= EXERCISE =
How many of the rows below contain the string "duck"? Give the count and nothing else.

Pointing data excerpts
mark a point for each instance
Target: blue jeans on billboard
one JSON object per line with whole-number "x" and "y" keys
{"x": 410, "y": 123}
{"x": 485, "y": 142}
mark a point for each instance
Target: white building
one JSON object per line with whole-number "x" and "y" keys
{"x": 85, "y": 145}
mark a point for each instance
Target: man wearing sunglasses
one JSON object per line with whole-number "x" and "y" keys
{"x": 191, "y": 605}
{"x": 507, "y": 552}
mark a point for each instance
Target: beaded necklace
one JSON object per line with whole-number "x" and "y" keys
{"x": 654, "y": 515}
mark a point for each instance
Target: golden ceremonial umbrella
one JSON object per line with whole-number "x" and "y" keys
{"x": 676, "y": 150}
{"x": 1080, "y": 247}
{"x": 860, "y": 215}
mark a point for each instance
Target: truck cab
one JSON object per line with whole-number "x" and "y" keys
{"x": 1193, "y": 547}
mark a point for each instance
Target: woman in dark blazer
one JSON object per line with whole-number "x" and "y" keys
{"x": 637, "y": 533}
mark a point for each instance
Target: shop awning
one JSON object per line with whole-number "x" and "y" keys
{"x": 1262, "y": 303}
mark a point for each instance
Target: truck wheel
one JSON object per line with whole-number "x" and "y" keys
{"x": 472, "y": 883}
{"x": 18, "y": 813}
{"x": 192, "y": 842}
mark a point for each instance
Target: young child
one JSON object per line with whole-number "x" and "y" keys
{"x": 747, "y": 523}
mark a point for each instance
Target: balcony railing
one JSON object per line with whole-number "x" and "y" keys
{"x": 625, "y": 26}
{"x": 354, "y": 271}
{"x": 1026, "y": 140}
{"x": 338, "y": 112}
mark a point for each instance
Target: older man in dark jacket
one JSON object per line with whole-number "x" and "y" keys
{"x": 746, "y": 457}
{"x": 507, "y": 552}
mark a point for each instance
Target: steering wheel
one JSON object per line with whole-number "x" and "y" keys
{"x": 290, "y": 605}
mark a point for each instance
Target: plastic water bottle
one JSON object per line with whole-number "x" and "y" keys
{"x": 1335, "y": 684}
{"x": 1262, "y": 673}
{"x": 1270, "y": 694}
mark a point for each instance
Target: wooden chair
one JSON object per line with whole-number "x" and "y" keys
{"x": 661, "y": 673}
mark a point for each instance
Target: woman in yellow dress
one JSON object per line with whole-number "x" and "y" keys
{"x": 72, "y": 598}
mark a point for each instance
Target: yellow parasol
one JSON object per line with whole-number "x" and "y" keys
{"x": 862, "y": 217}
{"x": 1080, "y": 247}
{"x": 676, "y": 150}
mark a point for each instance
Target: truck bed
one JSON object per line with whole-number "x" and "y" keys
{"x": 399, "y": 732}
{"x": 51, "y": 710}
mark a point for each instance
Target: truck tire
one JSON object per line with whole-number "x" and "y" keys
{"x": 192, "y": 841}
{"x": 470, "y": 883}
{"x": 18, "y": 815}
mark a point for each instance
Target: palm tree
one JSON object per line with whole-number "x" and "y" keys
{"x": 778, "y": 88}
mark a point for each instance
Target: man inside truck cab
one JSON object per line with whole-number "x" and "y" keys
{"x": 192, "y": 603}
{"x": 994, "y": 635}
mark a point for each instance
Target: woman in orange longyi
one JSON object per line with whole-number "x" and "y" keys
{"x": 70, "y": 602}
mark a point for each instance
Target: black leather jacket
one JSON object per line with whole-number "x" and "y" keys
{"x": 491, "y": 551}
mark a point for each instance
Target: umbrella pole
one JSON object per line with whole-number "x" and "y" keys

--

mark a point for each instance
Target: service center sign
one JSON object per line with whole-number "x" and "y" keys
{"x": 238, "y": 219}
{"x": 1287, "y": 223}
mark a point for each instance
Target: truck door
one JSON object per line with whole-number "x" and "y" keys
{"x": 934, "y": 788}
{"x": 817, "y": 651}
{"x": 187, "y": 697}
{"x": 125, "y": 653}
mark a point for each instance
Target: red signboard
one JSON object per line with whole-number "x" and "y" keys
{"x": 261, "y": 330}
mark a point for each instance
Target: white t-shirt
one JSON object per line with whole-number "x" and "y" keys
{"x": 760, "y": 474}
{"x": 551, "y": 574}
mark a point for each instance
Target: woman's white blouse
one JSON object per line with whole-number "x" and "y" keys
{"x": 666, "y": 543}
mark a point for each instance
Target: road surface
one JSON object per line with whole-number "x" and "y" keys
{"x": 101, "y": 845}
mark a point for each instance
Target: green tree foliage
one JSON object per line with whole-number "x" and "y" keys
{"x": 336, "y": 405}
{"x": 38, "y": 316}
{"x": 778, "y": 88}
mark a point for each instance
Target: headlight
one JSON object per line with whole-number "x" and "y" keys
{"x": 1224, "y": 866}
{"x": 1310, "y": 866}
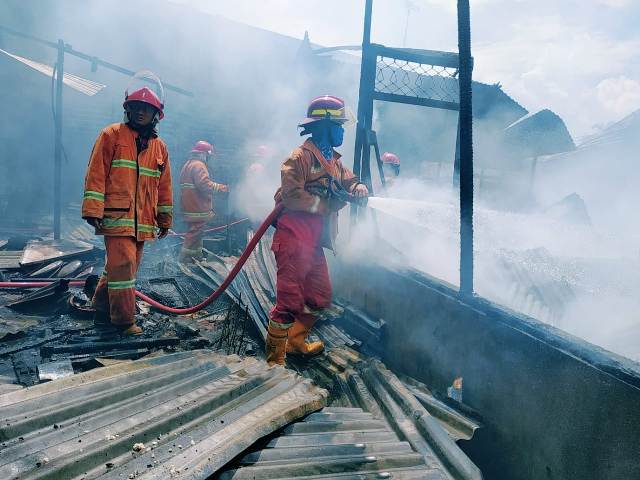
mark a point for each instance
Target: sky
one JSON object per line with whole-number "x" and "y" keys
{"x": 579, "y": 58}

* * *

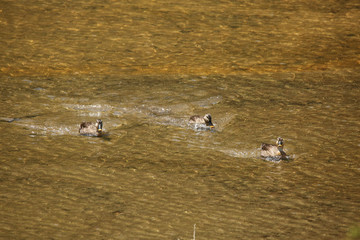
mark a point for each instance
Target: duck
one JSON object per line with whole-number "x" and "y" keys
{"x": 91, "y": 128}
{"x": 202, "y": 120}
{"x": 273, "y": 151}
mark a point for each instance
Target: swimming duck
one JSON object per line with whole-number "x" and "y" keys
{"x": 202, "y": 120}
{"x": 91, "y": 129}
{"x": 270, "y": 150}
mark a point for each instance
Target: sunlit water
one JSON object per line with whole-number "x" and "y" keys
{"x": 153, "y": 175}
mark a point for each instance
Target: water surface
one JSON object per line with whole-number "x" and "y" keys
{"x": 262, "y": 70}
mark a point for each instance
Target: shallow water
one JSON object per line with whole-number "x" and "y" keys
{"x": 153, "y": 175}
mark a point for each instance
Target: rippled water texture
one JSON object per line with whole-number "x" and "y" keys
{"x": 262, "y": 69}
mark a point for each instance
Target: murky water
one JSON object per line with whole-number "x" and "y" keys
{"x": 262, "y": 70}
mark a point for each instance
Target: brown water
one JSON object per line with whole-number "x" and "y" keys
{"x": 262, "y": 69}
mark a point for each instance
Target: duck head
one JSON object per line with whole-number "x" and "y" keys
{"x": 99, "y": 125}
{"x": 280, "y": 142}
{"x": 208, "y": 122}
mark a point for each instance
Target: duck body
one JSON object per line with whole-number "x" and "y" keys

= OUTPUT OF THE EXERCISE =
4